_DIRECTIONS FOR THIS TASK_:
Please decide whether each statement agrees with the passage on quality in Japanese culture: (a) Japanese culture recognizes two types of quality; (b) atarimae hinshitsu alone makes a creation desirable to have; (c) the passage applies these types of quality to the design of goods or services. Answer yes or no for each, quoting the deciding words of the passage.

_TEXT PASSAGE_:
-=-=-
In Japanese culture, there are two types of quality: atarimae hinshitsu and miryokuteki hinshitsu.[40]
In the design of goods or services, atarimae hinshitsu and miryokuteki hinshitsu together ensure that a creation will both work to customers' expectations and also be desirable to have.
-=-=-
_SUPPLIED MATERIAL_:
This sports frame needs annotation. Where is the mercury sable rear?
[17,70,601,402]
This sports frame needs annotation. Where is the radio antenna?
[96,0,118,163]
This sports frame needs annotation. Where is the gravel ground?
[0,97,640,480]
-=-=-
_FINISHED TASK_:
(a) Yes: "In Japanese culture, there are two types of quality"
(b) No: "atarimae hinshitsu and miryokuteki hinshitsu together ensure that a creation will both work to customers' expectations and also be desirable to have"
(c) Yes: "In the design of goods or services"